◆ Source extract ◆

SurvivingInfidelity.com Forums
Divorce/Separation
User Topic: No longer a voyeur
badmedicine
Member
Member # 41692
Default  Posted: 7:40 PM, December 16th (Monday)

Hello everyone on SI. I want to thank you for letting me read about your lives for the last few months without posting. As all of you know, going through something like this is wrong on so many levels and I couldn't write it down. Over the last 5 months I've gone from the "Just Found Out" forum, the BS forum, the "Reconciliation" forum and now ended up here. Here's my story, and a few questions.

I had a long relationship with my now husband but part of it was long distance due to working circumstances. We had to travel to see each other over the course of 3 years and it was hard for both of us. We were engaged the final year of this and knew we would be moving shortly after getting married to finally live together. I knew the transition would be hard, especially for him, but I was hopeful. In retrospect there were some red flags during the engagement and I even tried to break it off/postpone things twice (including giving back the ring) but he always insisted that he wanted this, it would be better when we were together, etc. I believed that because I loved him so I went ahead.

◆ Given entries ◆
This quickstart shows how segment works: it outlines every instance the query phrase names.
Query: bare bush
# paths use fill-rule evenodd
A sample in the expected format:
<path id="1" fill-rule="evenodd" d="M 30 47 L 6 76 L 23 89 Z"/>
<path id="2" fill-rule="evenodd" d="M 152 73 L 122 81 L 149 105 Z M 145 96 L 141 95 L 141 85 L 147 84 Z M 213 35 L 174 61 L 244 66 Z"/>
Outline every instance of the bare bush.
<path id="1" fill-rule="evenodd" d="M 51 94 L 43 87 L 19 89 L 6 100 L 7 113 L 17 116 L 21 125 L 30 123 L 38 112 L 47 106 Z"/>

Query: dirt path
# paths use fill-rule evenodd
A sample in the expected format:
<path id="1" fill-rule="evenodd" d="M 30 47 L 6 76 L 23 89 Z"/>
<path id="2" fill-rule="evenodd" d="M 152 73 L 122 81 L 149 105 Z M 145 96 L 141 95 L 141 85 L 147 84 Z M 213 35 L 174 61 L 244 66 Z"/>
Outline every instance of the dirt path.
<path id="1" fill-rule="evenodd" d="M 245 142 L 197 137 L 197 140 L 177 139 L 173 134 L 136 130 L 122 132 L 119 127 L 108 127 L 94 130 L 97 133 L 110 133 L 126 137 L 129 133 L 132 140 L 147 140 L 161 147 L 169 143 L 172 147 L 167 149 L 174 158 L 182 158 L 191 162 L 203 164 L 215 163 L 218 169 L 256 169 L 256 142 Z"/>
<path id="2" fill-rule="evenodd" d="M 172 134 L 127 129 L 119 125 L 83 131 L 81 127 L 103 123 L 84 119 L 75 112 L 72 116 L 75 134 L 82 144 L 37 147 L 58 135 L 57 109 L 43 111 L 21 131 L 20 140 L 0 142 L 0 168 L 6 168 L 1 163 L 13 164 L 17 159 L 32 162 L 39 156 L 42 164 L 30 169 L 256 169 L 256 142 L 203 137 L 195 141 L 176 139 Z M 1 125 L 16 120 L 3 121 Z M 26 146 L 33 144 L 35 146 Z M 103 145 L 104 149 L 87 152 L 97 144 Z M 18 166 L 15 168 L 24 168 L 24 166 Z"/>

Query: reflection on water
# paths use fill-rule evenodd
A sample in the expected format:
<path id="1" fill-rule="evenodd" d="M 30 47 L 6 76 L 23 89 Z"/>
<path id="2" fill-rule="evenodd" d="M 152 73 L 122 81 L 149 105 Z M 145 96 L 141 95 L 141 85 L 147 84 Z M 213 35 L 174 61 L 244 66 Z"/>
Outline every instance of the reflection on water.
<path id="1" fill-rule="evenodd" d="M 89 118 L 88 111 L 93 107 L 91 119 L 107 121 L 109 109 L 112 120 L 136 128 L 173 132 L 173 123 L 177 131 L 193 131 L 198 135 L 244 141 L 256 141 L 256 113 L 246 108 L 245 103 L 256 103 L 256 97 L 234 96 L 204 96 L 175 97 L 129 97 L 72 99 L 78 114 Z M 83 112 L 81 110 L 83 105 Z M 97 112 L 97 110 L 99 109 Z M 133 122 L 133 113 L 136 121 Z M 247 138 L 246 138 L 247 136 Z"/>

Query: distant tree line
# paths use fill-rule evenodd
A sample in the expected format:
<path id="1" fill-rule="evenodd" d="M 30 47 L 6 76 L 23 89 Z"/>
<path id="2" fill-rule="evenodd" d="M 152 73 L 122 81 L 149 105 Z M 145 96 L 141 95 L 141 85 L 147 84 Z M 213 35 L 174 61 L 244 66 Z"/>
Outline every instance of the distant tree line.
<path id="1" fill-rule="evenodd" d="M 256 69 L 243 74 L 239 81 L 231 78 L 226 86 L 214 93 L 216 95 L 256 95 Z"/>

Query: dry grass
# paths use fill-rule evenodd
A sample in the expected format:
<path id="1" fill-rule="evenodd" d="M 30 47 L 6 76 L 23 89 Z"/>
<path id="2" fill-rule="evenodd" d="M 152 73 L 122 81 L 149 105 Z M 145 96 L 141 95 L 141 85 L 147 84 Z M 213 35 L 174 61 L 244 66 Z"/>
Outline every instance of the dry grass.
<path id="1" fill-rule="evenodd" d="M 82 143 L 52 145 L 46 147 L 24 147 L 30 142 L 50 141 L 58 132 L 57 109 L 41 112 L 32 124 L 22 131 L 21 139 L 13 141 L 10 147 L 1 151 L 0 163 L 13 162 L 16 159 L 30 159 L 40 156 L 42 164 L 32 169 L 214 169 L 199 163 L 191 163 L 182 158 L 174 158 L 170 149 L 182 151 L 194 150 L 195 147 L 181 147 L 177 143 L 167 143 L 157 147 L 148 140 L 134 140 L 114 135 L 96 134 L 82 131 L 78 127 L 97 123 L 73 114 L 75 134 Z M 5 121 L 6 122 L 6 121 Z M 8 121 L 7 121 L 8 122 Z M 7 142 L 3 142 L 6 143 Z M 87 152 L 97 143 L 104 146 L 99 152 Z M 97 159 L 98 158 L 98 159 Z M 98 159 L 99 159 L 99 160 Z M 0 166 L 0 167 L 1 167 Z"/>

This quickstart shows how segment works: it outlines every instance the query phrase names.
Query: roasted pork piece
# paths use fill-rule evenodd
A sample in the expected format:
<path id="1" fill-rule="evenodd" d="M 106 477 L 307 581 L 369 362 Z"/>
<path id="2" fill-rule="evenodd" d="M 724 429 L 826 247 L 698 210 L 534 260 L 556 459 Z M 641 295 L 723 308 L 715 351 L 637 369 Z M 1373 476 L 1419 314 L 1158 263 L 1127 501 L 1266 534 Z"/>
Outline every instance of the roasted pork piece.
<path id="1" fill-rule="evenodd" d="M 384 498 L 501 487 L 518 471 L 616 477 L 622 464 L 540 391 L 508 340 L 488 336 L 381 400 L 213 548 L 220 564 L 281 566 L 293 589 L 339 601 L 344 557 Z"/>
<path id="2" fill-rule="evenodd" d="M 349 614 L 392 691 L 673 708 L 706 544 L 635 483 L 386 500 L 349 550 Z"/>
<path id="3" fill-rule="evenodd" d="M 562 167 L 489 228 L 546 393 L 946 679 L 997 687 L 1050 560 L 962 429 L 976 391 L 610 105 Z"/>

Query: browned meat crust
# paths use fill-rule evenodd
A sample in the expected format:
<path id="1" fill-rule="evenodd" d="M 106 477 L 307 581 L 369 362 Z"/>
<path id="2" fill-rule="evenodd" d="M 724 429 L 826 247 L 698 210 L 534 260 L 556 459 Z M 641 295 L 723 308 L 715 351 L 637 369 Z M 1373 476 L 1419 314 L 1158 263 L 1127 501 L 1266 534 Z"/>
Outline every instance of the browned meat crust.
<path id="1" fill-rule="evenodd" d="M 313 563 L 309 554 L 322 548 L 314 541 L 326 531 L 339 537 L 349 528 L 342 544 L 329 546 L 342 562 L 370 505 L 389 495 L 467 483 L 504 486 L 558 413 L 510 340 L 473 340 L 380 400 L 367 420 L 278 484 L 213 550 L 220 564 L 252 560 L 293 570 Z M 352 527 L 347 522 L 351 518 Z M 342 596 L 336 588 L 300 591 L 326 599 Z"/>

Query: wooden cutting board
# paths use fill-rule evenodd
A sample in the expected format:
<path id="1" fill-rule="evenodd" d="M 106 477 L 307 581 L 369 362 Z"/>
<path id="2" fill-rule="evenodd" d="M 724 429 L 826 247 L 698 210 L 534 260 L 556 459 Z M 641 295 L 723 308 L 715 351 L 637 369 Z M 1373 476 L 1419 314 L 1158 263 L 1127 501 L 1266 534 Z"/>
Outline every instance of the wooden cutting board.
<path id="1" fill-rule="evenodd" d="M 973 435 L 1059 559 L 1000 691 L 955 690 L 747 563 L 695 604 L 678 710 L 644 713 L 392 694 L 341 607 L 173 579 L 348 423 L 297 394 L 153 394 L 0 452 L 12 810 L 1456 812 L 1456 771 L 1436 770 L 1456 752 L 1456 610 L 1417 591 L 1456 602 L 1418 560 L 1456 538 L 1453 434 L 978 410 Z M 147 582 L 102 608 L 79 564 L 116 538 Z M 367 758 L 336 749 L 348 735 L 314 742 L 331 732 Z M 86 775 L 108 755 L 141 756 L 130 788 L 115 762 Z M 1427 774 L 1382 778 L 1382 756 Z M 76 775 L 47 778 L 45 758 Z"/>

◆ Work instructions ◆
1. In the forum post, for how many years did the couple travel to see each other?
2. Copy the part of the forum post between "Hello everyone on" and "a few questions.", inclusive, substituting "difficult" for "wrong".

◆ Outputs by task ◆
1. Three years.

2.
Hello everyone on SI. I want to thank you for letting me read about your lives for the last few months without posting. As all of you know, going through something like this is difficult on so many levels and I couldn't write it down. Over the last 5 months I've gone from the "Just Found Out" forum, the BS forum, the "Reconciliation" forum and now ended up here. Here's my story, and a few questions.